* **Exercise prompt**:
From the first line of the records below through the line with "target | player's ear", output each line exactly; skip the pictures.

Referring expression data:
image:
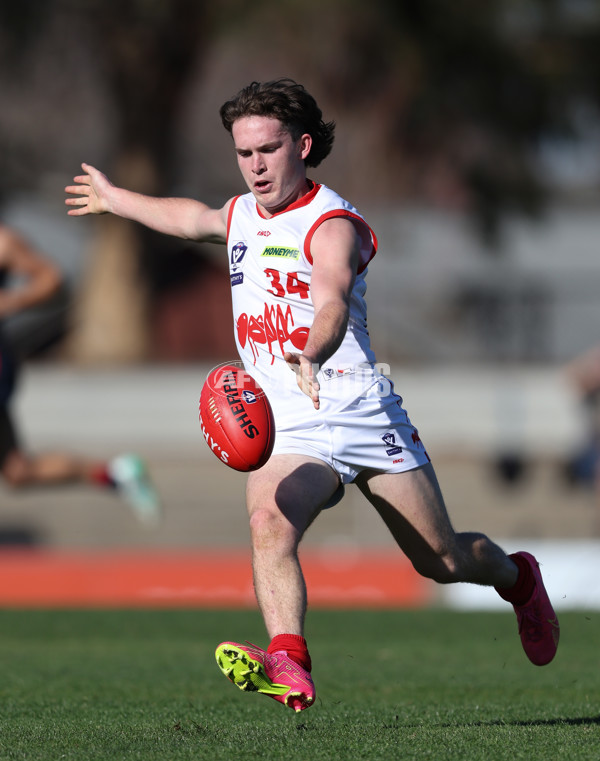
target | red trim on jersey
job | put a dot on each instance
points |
(348, 215)
(298, 204)
(230, 214)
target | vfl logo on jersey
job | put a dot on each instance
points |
(389, 439)
(237, 255)
(281, 252)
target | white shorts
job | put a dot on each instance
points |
(371, 433)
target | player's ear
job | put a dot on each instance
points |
(305, 144)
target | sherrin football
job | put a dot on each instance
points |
(236, 418)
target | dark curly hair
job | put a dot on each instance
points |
(292, 105)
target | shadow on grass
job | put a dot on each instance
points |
(580, 721)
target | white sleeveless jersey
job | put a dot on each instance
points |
(270, 269)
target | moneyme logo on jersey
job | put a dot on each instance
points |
(281, 252)
(389, 439)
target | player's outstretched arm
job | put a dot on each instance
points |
(93, 193)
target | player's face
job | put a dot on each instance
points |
(271, 162)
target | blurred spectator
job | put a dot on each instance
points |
(28, 280)
(584, 374)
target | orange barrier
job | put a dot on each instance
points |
(210, 579)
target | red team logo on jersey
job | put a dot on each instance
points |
(274, 326)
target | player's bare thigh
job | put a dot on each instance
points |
(412, 506)
(293, 486)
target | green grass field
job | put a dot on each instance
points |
(124, 685)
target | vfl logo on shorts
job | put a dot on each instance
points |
(389, 439)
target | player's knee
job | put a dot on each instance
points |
(269, 528)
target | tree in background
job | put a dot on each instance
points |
(438, 103)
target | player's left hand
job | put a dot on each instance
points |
(306, 375)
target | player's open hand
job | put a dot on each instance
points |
(91, 191)
(306, 375)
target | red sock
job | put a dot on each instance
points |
(525, 584)
(295, 647)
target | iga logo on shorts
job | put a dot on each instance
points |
(389, 439)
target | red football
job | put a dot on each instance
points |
(236, 418)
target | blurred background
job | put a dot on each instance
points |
(468, 134)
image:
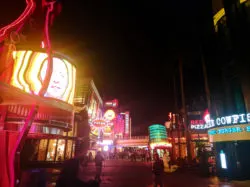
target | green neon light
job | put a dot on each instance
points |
(157, 132)
(229, 130)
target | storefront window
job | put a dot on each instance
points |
(73, 150)
(42, 150)
(51, 150)
(68, 150)
(60, 150)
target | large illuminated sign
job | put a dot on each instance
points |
(127, 123)
(29, 70)
(221, 121)
(157, 133)
(223, 160)
(109, 115)
(111, 104)
(102, 125)
(229, 133)
(203, 123)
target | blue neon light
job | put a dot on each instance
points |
(229, 130)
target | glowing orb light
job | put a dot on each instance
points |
(106, 148)
(109, 115)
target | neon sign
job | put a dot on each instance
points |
(229, 130)
(223, 160)
(127, 123)
(29, 70)
(112, 104)
(109, 115)
(221, 121)
(30, 6)
(157, 133)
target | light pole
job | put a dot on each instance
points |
(187, 133)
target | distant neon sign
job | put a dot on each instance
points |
(229, 130)
(29, 70)
(127, 122)
(157, 133)
(109, 115)
(223, 160)
(221, 121)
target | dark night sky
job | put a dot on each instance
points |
(129, 47)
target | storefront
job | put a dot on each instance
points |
(158, 142)
(36, 120)
(230, 136)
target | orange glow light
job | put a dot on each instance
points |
(30, 69)
(109, 115)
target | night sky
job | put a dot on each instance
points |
(130, 48)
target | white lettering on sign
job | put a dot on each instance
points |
(233, 119)
(127, 123)
(248, 117)
(202, 126)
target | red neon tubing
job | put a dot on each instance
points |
(30, 6)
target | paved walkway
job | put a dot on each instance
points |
(124, 173)
(138, 174)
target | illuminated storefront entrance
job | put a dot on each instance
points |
(231, 139)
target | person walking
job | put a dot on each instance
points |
(98, 164)
(158, 170)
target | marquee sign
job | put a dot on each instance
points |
(29, 70)
(109, 115)
(221, 121)
(229, 133)
(157, 133)
(99, 123)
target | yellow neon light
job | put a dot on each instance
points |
(30, 68)
(33, 72)
(220, 14)
(22, 70)
(73, 88)
(69, 88)
(17, 65)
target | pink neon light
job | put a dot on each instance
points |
(30, 6)
(42, 45)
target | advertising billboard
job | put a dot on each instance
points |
(29, 70)
(157, 133)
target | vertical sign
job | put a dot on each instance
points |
(223, 160)
(127, 123)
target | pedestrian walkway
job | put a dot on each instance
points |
(124, 173)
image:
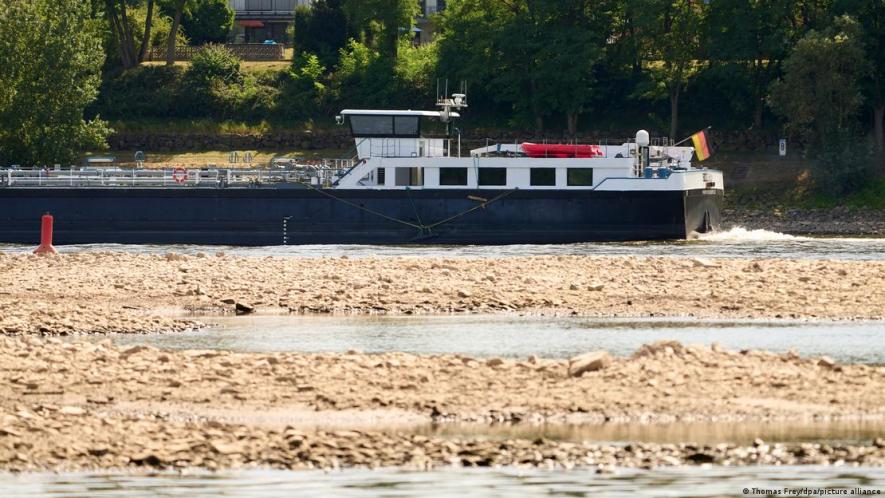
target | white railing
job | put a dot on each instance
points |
(316, 173)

* **Response area**:
image:
target | red trim on jersey
job | put a dot on each instance
points |
(348, 215)
(298, 204)
(230, 214)
target | vfl logo on jersey
job | put a dot on each instance
points |
(389, 439)
(237, 255)
(281, 252)
target | white shorts
job | put a dot on each instance
points |
(371, 433)
target | player's ear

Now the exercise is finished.